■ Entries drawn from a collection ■
○ ○ ○

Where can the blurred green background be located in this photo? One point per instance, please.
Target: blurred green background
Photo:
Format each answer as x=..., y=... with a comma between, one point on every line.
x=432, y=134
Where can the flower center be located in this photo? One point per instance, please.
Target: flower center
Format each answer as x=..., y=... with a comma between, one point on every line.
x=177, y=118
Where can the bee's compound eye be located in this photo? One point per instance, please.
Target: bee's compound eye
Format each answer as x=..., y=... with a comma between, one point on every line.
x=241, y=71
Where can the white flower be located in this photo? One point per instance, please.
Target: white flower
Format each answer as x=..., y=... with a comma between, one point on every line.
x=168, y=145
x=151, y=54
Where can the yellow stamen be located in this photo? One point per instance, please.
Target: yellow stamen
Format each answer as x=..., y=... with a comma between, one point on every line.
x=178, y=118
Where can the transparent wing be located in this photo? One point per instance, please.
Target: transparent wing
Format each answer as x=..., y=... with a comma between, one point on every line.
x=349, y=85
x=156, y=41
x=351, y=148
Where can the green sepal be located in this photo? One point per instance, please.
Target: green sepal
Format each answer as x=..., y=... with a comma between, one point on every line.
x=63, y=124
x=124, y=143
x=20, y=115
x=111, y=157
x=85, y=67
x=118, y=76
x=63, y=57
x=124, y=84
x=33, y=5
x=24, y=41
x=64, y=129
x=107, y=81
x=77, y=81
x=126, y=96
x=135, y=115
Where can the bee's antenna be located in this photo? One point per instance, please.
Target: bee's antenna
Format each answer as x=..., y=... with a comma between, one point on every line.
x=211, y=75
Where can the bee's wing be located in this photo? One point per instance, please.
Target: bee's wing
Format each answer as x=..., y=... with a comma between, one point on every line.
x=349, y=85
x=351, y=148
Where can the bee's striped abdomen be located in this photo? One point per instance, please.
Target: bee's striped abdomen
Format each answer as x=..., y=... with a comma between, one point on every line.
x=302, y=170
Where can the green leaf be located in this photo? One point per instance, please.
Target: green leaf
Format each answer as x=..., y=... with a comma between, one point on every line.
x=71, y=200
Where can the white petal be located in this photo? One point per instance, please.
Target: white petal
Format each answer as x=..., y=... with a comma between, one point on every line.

○ ○ ○

Return all of the lines above word for word, in their original order.

Where can the blurred green background be located in this photo? One point per instance, please.
Target: blurred green background
Photo:
Format each answer as x=..., y=... with a comma between, one point on every line.
x=432, y=134
Where can the flower center be located in this photo? One point per instance, please.
Target: flower center
Format each answer as x=..., y=... with a comma between, one point on every line.
x=177, y=118
Where can the bee's compound eye be located in this photo? One point per instance, please.
Target: bee's compound eye
Format each answer as x=..., y=... with a comma between, one point on every line.
x=241, y=71
Where can the white flower be located in this photo? One point per instance, please.
Target: white flower
Format each answer as x=..., y=... with a comma between, one point on every line.
x=168, y=145
x=151, y=54
Where can the yellow stamen be located in this photo? One point per instance, please.
Target: yellow stamen
Format each answer as x=..., y=... with a comma between, one point on every line.
x=178, y=118
Where can the transparent wing be located in this photo? One point per instance, please.
Target: transparent wing
Format each answer as x=..., y=... with a comma between, one point on every line.
x=349, y=85
x=156, y=41
x=351, y=148
Where can the green sepal be located in this photo? One point per instance, please.
Target: green sepal
Format each answer as x=..., y=... with a comma between, one point on every line.
x=63, y=124
x=124, y=143
x=20, y=115
x=111, y=157
x=85, y=67
x=118, y=76
x=63, y=57
x=124, y=84
x=33, y=5
x=24, y=41
x=64, y=129
x=107, y=81
x=77, y=81
x=126, y=96
x=135, y=115
Where can the bee's antenna be located in this photo? One point per instance, please.
Target: bee's antenna
Format each answer as x=..., y=... with a comma between, one point on every line.
x=211, y=75
Where can the bee's wing be located in this photo? One point per instance, please.
Target: bee's wing
Format each answer as x=..., y=... with a comma between, one point on every line.
x=349, y=85
x=351, y=148
Where can the bee's striped abdomen be located in this photo? One point per instance, please.
Target: bee's striped abdomen
Format each answer as x=..., y=... with a comma between, one point on every line.
x=302, y=170
Where can the green leaf be located in this photo? One point per instance, please.
Target: green leaf
Format each answer as x=..., y=... with a comma between, one point on every line.
x=71, y=200
Where can the white petal be located in this photo? One point per instance, please.
Target: white petal
Format each answer as x=..., y=... with a comma between, one point on every line.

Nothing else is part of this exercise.